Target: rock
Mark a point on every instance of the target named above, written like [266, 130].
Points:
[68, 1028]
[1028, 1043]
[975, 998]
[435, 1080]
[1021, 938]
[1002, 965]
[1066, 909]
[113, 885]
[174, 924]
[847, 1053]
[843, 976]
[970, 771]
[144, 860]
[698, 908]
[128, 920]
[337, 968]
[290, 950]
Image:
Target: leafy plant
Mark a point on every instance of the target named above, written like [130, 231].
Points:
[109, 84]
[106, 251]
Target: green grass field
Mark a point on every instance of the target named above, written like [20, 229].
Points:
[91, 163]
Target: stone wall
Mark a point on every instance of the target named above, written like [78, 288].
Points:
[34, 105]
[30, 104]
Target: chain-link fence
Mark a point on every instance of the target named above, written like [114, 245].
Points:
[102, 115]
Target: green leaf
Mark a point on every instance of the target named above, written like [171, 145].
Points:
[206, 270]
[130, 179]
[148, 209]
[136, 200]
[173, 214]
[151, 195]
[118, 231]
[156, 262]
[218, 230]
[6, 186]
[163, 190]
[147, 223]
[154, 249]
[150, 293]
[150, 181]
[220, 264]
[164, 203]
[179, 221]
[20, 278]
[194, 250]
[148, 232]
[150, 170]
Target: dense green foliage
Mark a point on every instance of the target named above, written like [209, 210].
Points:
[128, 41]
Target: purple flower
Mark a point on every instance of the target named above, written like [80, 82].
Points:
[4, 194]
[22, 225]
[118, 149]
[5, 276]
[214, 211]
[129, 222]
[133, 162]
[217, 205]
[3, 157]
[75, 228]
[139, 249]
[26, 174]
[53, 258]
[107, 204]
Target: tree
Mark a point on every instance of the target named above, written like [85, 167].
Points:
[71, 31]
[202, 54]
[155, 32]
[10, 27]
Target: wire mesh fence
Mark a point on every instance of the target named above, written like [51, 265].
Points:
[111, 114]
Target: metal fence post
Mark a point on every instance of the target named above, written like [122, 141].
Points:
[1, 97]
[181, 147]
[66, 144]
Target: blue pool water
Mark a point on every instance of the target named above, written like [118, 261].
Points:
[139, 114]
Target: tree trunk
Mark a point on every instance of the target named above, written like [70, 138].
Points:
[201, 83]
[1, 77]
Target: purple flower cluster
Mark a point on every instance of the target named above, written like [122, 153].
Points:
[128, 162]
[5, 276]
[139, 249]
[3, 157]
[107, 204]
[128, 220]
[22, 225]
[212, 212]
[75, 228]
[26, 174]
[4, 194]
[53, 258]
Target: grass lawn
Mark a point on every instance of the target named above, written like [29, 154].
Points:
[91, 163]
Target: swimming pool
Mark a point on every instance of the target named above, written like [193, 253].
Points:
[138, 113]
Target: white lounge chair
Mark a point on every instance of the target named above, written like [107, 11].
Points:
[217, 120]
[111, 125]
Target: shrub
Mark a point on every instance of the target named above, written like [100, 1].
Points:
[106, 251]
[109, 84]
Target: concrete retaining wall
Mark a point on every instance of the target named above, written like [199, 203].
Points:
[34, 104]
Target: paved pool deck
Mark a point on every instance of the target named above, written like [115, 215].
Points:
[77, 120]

= = =

Task objective:
Can you copy all of the rows above again, swapping "instance" for "occurrence" and leaving everything else unchanged?

Reply to the task:
Target: rock
Mark a point on every occurrence of the target named above, written like [266, 130].
Points:
[68, 1028]
[1028, 1043]
[975, 998]
[435, 1080]
[1021, 938]
[1002, 965]
[1066, 909]
[113, 885]
[174, 924]
[847, 1053]
[843, 976]
[970, 771]
[144, 860]
[698, 908]
[128, 920]
[337, 968]
[290, 950]
Image:
Target: leafy plant
Mark a point on every occurrence of the target named above, written like [130, 231].
Points:
[109, 84]
[106, 251]
Target: green grass field
Mark a point on every occurrence of the target named above, written like [20, 229].
Points:
[91, 163]
Target: stone wall
Mark a point on every occurrence of the target named above, written like [78, 288].
Points:
[34, 105]
[30, 104]
Target: chain-link fence
Mark a point on every occurrence of the target named above, written like [114, 245].
Points:
[102, 115]
Target: green leaf
Mark a point on every occurrence of the target named above, written like [171, 145].
Points:
[206, 270]
[130, 179]
[148, 209]
[136, 200]
[173, 214]
[151, 195]
[118, 231]
[156, 262]
[218, 230]
[6, 186]
[163, 190]
[147, 223]
[154, 249]
[150, 293]
[150, 181]
[220, 264]
[164, 203]
[179, 221]
[20, 278]
[194, 250]
[148, 232]
[150, 170]
Target: dense green foliage
Mark a point on every occurrence of the target named above, written like [209, 210].
Points:
[128, 41]
Target: purple flower
Mark a point on every occurrence of the target named above, written like [80, 82].
Points:
[4, 194]
[22, 225]
[118, 149]
[5, 276]
[214, 211]
[129, 222]
[133, 162]
[217, 205]
[3, 157]
[75, 228]
[139, 249]
[26, 174]
[53, 258]
[107, 204]
Target: tree
Mark a point on every occurrence of the target named above, written like [85, 167].
Points:
[71, 31]
[202, 54]
[155, 32]
[10, 27]
Target: wire mesh fence
Mark a point on every occurrence of the target named above, written like [51, 265].
Points:
[111, 114]
Target: metal fence post
Mark a point on every occurrence of the target named above, written like [122, 141].
Points:
[1, 97]
[181, 147]
[66, 144]
Target: blue pool water
Mark a point on every occurrence of the target named above, written like [118, 261].
Points:
[139, 114]
Target: tree trunk
Mark a point on every occurrence of the target named above, written like [70, 138].
Points:
[201, 83]
[1, 77]
Target: purple flower cluster
Mark a point on every occurrence of the target named above, written like [122, 153].
Points:
[128, 162]
[5, 276]
[139, 249]
[3, 157]
[107, 204]
[128, 220]
[22, 225]
[212, 212]
[75, 228]
[26, 174]
[4, 194]
[53, 258]
Target: grass lawn
Mark a point on every occurrence of the target named above, written like [29, 154].
Points:
[91, 163]
Target: swimming pool
Mark a point on every occurrence of the target named above, written like [193, 253].
Points:
[138, 113]
Target: white lounge chair
Mark a point on every occurrence of the target named above, written like [107, 11].
Points:
[217, 120]
[111, 125]
Target: shrub
Mark a point on every occurrence of the target named above, written like [100, 1].
Points:
[106, 251]
[109, 84]
Target: concrete retaining wall
Mark a point on every occurrence of the target named above, written like [199, 203].
Points:
[34, 104]
Target: paved pool deck
Mark a point on every occurrence of the target named above, written like [115, 215].
Points:
[77, 120]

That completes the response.